▶ **WHAT IS EXPECTED**: A line qualifies if it holds the string "Find". Copy every qualifying line from the records.

=-=-=

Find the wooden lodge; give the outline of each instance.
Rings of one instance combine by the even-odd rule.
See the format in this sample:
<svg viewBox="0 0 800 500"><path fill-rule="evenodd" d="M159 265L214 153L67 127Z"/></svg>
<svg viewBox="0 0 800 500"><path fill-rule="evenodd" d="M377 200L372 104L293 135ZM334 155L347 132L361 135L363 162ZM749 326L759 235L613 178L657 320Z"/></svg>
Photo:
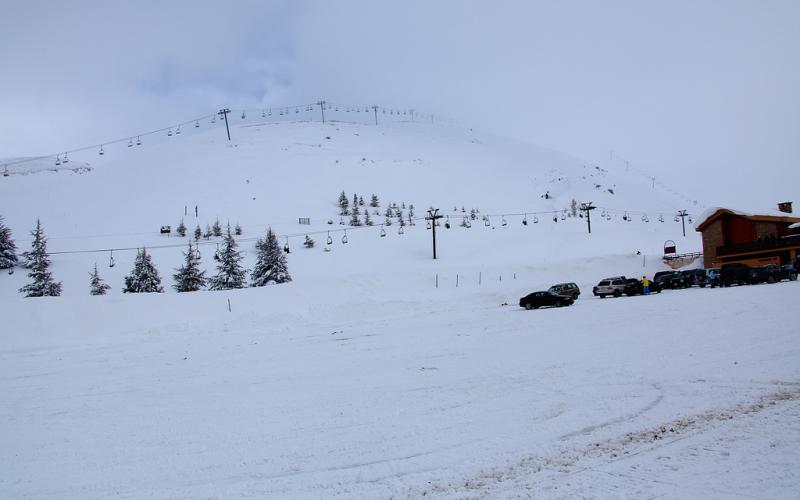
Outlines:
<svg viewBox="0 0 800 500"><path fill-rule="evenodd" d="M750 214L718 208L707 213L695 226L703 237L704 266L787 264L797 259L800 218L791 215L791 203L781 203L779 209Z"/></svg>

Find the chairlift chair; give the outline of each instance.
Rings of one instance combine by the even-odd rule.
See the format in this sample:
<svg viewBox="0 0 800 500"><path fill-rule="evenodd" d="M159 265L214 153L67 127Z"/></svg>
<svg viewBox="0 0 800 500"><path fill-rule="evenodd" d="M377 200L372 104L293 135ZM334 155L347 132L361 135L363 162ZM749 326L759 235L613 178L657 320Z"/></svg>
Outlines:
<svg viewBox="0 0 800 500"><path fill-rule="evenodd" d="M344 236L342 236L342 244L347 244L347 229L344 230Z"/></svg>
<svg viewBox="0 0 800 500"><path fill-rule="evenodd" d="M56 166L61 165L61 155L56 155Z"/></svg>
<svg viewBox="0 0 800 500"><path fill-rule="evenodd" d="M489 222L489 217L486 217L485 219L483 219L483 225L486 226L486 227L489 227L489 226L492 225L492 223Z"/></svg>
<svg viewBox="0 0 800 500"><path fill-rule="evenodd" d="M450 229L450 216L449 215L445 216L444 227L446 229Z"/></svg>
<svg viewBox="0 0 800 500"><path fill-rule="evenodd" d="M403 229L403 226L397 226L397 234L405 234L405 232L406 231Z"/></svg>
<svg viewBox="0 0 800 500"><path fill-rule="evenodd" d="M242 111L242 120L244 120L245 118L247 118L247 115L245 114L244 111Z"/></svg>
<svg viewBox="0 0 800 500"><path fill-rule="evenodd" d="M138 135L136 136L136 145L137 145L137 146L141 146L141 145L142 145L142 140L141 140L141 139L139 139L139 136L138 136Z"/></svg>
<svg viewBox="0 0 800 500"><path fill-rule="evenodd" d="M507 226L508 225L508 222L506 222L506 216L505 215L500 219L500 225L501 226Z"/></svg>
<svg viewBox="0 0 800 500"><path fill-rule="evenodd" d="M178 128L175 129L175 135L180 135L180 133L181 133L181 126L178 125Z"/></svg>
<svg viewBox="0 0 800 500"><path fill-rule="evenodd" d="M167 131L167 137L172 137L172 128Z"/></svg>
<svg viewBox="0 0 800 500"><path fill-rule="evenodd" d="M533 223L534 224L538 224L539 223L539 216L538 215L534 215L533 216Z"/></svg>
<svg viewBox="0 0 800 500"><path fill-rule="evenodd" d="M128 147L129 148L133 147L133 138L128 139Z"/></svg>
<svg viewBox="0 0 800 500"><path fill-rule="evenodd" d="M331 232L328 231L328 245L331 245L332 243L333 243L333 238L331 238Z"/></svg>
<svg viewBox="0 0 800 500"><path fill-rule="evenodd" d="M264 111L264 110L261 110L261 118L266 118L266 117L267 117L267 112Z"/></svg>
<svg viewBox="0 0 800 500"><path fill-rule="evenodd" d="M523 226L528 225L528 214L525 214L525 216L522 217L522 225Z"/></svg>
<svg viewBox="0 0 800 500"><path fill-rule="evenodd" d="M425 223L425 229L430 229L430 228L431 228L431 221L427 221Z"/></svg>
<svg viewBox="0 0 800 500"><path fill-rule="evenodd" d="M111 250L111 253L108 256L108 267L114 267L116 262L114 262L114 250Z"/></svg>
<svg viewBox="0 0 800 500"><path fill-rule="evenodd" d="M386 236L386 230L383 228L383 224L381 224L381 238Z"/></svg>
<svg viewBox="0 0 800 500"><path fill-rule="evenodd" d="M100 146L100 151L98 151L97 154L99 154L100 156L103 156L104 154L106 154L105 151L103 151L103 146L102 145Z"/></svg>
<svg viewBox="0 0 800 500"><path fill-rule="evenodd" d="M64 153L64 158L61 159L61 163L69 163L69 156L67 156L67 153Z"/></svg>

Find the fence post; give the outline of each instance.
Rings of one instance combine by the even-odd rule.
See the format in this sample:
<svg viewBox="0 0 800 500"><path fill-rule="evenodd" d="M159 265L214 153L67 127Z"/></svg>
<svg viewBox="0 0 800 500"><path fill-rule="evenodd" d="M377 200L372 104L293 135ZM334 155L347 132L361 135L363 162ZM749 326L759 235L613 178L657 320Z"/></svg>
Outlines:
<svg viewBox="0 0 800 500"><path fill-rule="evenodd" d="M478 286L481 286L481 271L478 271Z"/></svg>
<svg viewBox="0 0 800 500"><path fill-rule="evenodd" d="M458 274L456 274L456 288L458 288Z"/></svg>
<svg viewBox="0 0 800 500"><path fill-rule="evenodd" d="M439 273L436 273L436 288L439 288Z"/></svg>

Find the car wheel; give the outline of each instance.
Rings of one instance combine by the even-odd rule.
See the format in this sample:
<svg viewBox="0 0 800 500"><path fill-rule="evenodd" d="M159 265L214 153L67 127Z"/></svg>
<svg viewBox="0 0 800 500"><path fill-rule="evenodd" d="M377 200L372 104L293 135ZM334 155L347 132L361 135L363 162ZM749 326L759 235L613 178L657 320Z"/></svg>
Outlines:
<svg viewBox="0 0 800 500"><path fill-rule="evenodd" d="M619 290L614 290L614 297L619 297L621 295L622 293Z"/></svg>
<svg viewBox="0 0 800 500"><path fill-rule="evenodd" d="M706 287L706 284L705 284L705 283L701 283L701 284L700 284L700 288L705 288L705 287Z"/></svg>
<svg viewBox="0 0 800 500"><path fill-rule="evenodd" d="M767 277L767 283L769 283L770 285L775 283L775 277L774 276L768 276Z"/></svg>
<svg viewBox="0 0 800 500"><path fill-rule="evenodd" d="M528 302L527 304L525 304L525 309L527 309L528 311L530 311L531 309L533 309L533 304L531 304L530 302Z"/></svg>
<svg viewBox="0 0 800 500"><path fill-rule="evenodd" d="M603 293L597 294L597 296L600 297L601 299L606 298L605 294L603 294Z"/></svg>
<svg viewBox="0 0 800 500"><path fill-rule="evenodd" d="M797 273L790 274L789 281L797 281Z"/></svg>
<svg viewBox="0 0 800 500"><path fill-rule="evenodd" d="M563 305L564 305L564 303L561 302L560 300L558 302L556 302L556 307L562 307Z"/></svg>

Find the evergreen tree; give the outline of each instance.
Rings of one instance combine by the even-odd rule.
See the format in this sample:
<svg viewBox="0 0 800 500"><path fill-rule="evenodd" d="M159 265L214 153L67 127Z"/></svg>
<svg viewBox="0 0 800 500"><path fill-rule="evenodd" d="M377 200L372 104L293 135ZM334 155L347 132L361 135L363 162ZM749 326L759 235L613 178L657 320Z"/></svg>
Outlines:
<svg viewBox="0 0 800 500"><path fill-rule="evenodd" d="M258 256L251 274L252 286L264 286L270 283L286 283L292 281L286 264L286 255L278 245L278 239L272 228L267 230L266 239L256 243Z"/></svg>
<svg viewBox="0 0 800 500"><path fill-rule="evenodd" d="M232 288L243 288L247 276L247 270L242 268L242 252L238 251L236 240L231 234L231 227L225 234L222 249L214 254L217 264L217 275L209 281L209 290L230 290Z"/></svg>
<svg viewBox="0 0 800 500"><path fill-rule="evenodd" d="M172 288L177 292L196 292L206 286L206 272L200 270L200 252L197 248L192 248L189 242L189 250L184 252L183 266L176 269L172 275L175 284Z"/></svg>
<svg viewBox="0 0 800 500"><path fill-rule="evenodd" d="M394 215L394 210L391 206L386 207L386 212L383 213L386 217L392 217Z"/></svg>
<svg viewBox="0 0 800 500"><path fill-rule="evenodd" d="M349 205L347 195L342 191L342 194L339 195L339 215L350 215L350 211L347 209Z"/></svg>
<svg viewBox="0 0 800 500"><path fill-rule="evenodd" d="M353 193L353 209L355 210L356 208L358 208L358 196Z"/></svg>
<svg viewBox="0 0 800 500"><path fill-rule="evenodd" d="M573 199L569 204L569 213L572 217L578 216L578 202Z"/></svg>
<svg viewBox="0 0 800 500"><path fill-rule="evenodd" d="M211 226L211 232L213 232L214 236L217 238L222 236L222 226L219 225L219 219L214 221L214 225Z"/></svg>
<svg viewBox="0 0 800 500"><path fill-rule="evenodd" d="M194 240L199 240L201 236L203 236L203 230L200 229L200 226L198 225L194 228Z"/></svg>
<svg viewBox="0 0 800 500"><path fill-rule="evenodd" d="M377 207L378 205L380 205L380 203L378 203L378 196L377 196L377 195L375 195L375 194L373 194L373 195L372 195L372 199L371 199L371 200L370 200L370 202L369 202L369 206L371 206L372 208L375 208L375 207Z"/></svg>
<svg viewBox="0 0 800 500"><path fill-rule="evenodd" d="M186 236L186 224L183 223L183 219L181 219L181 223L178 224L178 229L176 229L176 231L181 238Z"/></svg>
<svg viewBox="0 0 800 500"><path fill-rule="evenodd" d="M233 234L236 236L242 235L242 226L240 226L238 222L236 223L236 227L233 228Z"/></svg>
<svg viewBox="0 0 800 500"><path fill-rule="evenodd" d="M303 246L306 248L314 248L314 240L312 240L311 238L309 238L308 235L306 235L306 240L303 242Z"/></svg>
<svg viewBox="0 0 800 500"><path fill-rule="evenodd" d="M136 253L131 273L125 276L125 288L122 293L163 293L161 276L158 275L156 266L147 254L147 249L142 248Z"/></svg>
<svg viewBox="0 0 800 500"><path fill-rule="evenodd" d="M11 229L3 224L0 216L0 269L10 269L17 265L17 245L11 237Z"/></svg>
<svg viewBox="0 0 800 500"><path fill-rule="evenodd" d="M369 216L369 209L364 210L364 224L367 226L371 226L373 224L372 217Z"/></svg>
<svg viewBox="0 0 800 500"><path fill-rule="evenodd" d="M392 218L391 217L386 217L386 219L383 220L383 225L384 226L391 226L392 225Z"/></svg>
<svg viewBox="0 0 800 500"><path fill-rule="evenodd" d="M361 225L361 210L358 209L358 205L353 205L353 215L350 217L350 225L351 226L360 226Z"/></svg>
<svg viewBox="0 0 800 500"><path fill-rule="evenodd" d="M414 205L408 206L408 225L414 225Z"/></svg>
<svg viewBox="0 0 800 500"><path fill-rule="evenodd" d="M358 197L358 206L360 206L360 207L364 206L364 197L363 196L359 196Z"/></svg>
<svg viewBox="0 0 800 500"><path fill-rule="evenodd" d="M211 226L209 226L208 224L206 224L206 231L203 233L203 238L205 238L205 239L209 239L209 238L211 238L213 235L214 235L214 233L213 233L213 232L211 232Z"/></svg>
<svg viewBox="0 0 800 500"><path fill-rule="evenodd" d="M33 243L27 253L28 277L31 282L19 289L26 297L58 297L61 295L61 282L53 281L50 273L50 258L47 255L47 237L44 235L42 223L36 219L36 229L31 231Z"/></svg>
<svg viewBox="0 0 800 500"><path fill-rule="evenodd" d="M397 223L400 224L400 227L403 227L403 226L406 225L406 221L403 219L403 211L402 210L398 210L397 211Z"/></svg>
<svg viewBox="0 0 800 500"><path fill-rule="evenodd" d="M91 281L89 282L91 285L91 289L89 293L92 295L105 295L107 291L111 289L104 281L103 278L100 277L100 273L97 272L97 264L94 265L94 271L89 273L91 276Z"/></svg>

=-=-=

▶ **YOUR RESPONSE**:
Find the wooden lodge; give the outline of each instance.
Find the chairlift chair; give the outline of each instance.
Find the fence post; give the outline of each instance.
Find the car wheel; give the outline of each instance.
Find the evergreen tree; give the outline of each instance.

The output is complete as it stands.